→ DIRECTIONS
Pull out of the data below the stretch of lines bounded by the one containing "Target: green striped duvet" and the one containing "column 232, row 223", both bounds included, unchanged.
***** AVAILABLE DATA *****
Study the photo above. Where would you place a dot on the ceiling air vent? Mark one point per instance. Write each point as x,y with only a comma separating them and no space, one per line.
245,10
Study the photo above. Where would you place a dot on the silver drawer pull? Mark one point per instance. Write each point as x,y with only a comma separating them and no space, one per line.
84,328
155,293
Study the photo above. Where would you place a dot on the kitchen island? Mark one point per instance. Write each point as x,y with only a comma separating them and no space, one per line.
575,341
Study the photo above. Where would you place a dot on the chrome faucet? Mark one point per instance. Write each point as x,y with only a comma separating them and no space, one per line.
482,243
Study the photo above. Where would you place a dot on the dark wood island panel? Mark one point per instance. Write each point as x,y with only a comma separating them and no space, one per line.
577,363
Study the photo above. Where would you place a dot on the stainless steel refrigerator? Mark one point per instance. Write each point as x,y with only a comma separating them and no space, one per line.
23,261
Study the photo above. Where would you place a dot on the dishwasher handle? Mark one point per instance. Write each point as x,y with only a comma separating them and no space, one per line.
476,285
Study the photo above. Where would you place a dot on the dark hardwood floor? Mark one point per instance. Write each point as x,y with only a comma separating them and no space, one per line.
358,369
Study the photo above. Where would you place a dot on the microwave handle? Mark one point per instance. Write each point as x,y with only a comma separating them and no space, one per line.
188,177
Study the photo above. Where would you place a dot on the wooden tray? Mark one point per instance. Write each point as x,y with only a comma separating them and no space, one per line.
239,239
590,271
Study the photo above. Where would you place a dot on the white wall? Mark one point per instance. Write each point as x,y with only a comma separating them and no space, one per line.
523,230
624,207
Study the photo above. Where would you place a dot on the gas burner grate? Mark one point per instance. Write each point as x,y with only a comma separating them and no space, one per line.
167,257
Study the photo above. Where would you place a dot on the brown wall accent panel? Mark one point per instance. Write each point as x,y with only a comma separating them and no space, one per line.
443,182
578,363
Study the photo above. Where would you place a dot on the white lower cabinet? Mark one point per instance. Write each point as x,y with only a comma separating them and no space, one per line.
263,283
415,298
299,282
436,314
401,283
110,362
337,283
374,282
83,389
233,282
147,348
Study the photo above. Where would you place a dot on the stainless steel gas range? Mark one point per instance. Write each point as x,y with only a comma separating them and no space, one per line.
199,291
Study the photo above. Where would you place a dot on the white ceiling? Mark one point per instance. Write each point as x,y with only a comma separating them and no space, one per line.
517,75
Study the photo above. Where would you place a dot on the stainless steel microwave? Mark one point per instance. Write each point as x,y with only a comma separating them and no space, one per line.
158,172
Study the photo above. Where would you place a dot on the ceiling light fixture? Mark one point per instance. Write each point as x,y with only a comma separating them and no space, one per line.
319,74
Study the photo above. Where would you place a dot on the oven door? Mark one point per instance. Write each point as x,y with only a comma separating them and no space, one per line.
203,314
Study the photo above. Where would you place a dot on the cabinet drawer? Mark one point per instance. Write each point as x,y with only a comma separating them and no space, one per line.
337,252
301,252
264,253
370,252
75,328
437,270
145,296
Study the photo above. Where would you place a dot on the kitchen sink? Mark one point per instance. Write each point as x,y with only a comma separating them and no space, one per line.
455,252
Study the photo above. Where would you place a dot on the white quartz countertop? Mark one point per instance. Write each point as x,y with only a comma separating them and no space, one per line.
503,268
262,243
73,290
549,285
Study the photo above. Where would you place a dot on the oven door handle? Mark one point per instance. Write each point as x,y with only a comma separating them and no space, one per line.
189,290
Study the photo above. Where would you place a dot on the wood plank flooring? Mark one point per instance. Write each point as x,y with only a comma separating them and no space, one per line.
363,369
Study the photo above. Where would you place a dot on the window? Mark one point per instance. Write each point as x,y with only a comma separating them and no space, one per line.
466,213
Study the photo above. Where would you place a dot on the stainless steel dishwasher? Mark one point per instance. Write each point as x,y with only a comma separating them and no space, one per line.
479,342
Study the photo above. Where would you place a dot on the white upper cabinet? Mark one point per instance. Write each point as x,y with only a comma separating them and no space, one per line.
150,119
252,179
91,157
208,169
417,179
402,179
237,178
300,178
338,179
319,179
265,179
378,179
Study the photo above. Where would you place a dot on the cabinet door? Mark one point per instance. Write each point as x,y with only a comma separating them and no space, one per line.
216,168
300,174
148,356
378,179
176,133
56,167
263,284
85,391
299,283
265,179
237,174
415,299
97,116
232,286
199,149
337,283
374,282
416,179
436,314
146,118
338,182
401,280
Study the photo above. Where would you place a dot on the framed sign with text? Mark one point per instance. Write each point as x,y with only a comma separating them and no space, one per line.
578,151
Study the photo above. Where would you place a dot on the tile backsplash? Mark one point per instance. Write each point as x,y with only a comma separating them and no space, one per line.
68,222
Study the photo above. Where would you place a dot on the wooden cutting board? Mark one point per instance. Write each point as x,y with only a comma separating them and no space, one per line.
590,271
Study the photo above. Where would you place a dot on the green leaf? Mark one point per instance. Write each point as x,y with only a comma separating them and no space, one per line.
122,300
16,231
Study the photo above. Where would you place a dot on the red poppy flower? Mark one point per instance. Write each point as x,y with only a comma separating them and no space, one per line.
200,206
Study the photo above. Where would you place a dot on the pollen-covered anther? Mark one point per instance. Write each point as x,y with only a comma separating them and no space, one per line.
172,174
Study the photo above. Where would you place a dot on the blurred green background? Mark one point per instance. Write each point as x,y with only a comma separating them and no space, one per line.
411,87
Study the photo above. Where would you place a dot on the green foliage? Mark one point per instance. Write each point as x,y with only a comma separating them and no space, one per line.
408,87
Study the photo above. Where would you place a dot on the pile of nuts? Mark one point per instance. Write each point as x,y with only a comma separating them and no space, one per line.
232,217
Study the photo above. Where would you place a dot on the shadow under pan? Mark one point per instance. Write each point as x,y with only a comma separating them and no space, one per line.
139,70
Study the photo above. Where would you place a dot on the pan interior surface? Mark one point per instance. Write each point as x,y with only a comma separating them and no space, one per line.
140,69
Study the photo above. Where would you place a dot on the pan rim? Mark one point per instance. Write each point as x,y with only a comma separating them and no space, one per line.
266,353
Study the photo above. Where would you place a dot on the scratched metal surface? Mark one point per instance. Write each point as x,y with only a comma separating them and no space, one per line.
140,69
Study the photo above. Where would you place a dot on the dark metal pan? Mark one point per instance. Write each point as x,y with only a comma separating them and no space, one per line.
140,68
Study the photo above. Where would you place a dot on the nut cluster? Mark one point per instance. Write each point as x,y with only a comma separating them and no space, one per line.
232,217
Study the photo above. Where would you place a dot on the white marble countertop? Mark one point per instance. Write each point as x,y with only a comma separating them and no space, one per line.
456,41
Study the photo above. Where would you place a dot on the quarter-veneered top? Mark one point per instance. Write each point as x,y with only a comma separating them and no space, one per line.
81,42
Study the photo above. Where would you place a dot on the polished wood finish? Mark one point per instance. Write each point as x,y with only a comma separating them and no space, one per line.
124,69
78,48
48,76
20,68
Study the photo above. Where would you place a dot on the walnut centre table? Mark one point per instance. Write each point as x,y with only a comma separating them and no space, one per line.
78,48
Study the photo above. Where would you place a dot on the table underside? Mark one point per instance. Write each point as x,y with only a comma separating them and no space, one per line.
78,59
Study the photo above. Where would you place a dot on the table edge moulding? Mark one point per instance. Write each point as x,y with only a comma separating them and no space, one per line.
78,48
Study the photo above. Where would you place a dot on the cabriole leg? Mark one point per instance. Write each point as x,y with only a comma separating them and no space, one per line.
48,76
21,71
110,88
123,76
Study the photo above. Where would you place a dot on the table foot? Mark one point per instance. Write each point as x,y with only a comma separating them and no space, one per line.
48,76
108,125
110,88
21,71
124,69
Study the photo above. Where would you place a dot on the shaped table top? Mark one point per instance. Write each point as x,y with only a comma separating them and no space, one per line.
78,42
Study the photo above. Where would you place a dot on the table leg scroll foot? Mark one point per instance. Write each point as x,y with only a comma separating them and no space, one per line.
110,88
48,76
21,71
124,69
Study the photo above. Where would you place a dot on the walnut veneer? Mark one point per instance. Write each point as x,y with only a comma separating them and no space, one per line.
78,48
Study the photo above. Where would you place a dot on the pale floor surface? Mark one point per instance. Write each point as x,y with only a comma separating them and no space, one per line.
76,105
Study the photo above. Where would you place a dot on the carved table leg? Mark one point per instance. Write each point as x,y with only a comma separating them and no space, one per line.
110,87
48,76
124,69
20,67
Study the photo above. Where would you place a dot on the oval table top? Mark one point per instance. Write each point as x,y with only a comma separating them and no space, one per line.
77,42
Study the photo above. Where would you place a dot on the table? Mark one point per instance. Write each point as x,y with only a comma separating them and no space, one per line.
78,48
*****
***** AVAILABLE DATA *****
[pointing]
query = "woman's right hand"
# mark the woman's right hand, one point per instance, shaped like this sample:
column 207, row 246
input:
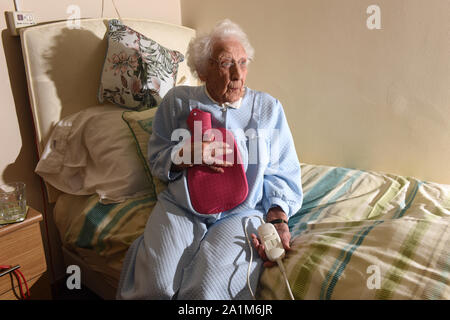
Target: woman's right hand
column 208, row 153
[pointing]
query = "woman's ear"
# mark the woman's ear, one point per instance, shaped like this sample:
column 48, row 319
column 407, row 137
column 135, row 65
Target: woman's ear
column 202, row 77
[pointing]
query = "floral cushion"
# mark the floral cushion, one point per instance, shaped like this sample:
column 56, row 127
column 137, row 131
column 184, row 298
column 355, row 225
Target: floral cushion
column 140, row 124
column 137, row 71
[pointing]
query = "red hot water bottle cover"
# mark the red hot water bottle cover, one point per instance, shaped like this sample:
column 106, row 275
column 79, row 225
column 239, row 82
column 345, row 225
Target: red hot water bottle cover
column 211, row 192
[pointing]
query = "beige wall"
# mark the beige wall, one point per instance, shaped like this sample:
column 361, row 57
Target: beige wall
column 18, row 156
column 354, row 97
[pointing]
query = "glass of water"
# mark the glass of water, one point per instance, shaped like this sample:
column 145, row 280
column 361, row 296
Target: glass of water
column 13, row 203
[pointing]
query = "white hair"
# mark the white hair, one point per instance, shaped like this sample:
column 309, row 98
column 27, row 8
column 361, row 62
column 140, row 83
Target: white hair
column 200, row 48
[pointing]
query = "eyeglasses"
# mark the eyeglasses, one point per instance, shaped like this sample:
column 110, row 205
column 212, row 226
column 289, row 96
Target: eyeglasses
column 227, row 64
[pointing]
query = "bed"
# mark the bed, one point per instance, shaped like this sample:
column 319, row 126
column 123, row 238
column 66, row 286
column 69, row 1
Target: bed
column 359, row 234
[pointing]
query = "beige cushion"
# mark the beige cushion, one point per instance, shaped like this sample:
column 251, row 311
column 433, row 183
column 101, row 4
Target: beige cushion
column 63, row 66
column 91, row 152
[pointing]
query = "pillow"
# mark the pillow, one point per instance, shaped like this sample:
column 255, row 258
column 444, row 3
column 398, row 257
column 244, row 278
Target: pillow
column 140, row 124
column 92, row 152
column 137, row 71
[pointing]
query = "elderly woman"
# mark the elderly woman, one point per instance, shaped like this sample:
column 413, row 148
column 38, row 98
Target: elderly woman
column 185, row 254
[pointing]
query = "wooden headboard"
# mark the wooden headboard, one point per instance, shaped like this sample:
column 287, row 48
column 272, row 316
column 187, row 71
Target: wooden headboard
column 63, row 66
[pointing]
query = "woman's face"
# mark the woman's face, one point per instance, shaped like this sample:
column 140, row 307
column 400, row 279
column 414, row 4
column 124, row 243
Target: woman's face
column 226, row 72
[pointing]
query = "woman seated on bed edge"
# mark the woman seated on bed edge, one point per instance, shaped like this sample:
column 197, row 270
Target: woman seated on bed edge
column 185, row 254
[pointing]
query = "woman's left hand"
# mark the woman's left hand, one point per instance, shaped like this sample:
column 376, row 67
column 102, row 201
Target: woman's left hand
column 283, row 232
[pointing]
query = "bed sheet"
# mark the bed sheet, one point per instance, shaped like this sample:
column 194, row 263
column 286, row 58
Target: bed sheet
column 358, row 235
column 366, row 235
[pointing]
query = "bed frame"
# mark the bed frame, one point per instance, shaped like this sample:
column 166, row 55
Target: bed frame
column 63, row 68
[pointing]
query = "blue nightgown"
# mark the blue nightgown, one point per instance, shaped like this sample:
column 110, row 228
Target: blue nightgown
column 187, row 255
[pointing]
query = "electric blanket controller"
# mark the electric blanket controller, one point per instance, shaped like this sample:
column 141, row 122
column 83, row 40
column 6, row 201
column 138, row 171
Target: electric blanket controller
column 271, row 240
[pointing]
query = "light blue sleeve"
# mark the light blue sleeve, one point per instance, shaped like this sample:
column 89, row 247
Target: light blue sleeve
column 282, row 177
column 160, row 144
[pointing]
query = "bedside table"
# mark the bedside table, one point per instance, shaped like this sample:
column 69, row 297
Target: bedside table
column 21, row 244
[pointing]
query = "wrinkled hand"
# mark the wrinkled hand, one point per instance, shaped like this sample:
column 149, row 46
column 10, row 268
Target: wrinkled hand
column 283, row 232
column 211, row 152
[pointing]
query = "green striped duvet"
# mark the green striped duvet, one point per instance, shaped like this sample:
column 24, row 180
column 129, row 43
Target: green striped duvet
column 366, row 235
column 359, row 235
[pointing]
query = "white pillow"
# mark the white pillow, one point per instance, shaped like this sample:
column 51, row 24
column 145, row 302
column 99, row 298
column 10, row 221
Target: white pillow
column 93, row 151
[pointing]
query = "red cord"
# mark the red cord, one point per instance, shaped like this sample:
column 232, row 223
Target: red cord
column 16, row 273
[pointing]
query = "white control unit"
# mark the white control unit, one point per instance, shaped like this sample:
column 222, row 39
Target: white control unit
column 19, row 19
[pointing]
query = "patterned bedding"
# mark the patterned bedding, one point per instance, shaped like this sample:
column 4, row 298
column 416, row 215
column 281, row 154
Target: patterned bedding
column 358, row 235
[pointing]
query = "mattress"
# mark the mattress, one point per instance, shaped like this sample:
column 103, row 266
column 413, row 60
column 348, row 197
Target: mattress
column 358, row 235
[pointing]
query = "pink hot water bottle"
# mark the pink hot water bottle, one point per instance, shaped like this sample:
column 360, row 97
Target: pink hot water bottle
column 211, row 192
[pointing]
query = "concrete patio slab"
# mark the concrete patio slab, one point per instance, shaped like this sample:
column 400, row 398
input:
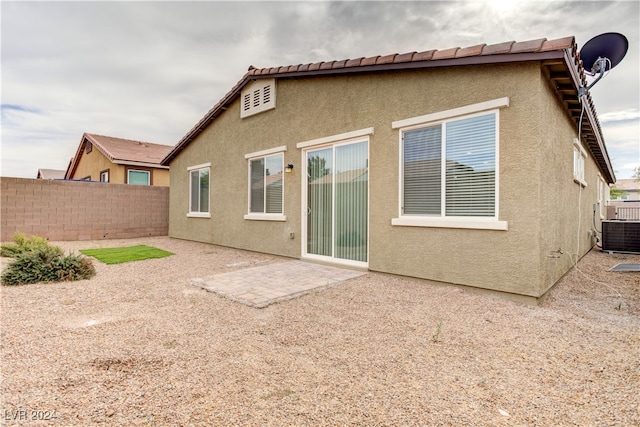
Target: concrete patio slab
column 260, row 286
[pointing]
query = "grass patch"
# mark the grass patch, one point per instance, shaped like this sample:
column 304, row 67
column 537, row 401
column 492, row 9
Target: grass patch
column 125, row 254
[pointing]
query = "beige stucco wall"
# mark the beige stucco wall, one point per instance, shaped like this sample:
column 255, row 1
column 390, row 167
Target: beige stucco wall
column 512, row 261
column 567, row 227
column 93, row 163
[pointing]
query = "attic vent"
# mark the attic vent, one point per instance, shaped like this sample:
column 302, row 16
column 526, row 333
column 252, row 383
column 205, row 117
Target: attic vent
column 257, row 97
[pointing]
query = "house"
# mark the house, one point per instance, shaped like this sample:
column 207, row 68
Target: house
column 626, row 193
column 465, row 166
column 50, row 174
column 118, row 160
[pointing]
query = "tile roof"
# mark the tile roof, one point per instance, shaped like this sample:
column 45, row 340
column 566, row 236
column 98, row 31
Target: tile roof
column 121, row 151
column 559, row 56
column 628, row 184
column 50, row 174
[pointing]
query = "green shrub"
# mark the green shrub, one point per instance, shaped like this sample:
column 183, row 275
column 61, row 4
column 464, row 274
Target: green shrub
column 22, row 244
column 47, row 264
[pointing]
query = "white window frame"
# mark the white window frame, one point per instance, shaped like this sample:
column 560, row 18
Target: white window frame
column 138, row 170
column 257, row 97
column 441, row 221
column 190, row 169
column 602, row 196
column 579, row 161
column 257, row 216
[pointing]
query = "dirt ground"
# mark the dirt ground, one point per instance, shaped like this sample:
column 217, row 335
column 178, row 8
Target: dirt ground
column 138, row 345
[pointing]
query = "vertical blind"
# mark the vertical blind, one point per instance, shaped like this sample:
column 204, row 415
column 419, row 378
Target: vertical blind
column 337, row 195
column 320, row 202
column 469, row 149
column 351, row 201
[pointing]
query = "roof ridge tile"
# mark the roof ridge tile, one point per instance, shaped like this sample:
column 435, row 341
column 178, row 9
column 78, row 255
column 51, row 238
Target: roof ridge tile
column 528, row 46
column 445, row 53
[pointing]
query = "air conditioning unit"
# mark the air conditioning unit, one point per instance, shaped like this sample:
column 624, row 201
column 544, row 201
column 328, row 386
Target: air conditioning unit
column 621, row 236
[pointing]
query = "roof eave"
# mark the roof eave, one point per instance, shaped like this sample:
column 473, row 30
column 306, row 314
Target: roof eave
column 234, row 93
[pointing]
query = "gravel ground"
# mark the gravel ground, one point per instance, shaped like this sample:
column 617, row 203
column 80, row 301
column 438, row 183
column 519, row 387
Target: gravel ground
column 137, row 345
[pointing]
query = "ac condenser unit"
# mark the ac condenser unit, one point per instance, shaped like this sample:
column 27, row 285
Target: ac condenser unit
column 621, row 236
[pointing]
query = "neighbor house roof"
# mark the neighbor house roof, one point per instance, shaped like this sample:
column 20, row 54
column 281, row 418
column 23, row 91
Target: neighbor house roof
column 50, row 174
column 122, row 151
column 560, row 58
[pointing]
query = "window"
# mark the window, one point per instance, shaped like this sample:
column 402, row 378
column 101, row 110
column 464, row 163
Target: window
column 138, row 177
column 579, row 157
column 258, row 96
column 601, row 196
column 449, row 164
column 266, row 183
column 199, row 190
*****
→ EXERCISE OUTPUT
Target: green striped duvet
column 366, row 235
column 359, row 235
[pointing]
query = "white pillow"
# mark the white pillow, one point per instance, shaped like this sample:
column 51, row 24
column 145, row 302
column 99, row 298
column 10, row 221
Target: white pillow
column 93, row 151
[pointing]
query = "red cord"
# mark the red cord, one point per instance, shaped like this sample:
column 232, row 223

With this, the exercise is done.